Stored data entries

# # #

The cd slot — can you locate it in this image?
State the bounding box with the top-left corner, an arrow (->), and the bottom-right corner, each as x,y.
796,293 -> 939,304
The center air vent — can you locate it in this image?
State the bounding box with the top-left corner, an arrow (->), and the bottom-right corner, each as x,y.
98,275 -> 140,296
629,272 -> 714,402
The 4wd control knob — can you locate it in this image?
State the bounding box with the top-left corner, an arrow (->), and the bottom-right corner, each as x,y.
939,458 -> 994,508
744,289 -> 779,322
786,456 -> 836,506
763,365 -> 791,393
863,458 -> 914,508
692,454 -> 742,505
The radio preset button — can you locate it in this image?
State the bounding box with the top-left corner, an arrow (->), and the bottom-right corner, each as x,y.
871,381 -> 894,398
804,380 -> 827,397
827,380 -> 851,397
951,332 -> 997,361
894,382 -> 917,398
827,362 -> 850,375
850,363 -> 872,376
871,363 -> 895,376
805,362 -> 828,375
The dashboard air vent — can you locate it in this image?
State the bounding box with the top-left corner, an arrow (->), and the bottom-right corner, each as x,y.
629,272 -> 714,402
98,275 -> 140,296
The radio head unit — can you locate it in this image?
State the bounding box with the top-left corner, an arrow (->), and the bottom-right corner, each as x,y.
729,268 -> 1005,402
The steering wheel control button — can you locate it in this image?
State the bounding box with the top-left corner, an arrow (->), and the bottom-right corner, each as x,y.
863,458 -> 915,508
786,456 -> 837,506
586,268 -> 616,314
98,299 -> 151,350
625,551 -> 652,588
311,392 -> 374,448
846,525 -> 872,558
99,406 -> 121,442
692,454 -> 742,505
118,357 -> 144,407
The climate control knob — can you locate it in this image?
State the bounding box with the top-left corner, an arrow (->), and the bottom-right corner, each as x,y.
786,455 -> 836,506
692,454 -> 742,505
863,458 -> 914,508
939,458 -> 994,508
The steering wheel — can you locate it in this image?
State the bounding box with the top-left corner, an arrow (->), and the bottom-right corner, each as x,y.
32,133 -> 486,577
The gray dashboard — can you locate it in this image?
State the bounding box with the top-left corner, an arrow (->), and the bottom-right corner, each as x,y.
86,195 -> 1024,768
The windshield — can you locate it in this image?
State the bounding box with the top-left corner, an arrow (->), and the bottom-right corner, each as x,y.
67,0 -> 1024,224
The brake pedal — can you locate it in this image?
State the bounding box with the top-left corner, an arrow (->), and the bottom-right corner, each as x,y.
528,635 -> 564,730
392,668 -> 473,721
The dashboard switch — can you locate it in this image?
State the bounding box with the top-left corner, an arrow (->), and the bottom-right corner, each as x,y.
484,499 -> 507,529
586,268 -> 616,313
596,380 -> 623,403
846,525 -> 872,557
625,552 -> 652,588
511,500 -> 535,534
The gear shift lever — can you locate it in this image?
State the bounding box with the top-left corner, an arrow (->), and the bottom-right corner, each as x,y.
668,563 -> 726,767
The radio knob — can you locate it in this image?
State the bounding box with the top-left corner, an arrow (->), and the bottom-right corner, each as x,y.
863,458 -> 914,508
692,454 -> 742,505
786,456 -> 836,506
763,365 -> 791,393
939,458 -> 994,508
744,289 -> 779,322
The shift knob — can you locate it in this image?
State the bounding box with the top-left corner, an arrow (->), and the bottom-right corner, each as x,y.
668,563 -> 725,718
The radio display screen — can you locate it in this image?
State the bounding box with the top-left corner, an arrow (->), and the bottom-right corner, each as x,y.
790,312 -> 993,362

# # #

What this exercise asks for is an exact copy of all the records.

▸ **Task output**
The cd slot — can you locate it in this image?
State the bounding box with the top-left corner, an arrow (->), and the bottom-right corner, each as x,y.
796,293 -> 939,304
The center air vent — can you locate it in this image?
State the bounding box with the top-left corner, an arrow (->), and the bottom-right corner, each as x,y.
98,275 -> 140,296
629,272 -> 714,402
The 4wd control knob — can you locate it in this image?
State the bounding box with the top-left corner, an arrow (->), and the bottom-right corner, each as x,y.
939,458 -> 994,508
744,289 -> 779,322
786,456 -> 836,506
763,365 -> 791,393
863,458 -> 914,508
692,454 -> 742,505
The radio preset button — can you locate it in this image?
State the bounding box with the top-left corner, an arrow (->), and the bottom-right corner, each as x,y.
871,381 -> 894,398
804,380 -> 827,397
827,380 -> 851,397
951,332 -> 997,361
894,382 -> 917,398
827,362 -> 850,375
850,363 -> 872,376
871,363 -> 895,376
805,362 -> 828,375
The dashboard air vent — can you locate it in this image?
State the bounding box with the top-left corner, an arrow (->), and the bottom-right corner, each as x,y.
629,272 -> 714,402
98,275 -> 140,296
The radio head unit — can you locate it in this image?
State the bounding box with the top-left corner, an arrow (->), and the bottom-right corner, each as x,y.
729,268 -> 1005,402
The steering wheel control button — can you locate it in this image?
State the bounding box with the top-left corner, an arrow (->), and the bottom-right corner, each as x,y.
863,458 -> 915,508
786,456 -> 837,506
586,268 -> 616,314
98,299 -> 151,350
625,551 -> 652,588
311,392 -> 374,448
846,525 -> 872,558
99,406 -> 121,442
692,454 -> 742,505
118,357 -> 144,407
The climate control knob — can you locate it in this image?
State the bounding box with the top-left corner, an arrow (->), and the bottom-right corner, each as x,y.
786,455 -> 836,506
692,454 -> 742,505
863,458 -> 914,508
939,458 -> 994,508
The steering wheel — can you locate it in this image?
State the bounding box with the top-left corner, an arrow (->), and the bottom-right corner, each as x,y.
32,133 -> 486,577
The gray dashboard — can you locate it in this image?
State the bounding box with the top-left corner, an arrow (->), and the bottom-right corner, each as x,y.
86,195 -> 1024,768
The windshield — can you locate it in this image?
State the bounding box with the top-left corner, an arrow (->), and the bottom-right corner, each as x,y.
67,0 -> 1024,224
The brake pedal — can you locate it in this image?
State the bounding box with the top-left corner, an arrow (->), and the bottom-right corner, each as x,y.
528,635 -> 564,730
392,668 -> 473,721
The dashboard switch — can you locate it in this image?
State the bounding box with the top-left corner, an arrow (->), and the bottom-right corner, each as x,y.
484,499 -> 507,529
586,268 -> 616,313
596,380 -> 623,403
846,525 -> 872,557
625,552 -> 652,588
511,500 -> 535,534
The gear shift lever — can you locate it in this image?
State the bounding box with the top-left corner, an arrow (->), and the bottom-right corner, each as x,y.
668,563 -> 726,767
The radio knob — can you locate it in this image?
State the bounding box with the top-left corner, an arrow (->), and the bottom-right corner, each as x,y.
863,458 -> 914,508
692,454 -> 742,505
786,456 -> 836,506
763,365 -> 791,393
939,458 -> 994,508
744,289 -> 779,322
The shift knob — can you locate it in this image?
State the bounding box with the top-left corner, an arrow (->), and the bottom-right corner, each as x,y.
668,563 -> 725,718
The radio display screen — can you locate it in this image?
State the bounding box with the top-left corner, an arrow (->), and the bottom-right corner, each as x,y.
790,312 -> 993,362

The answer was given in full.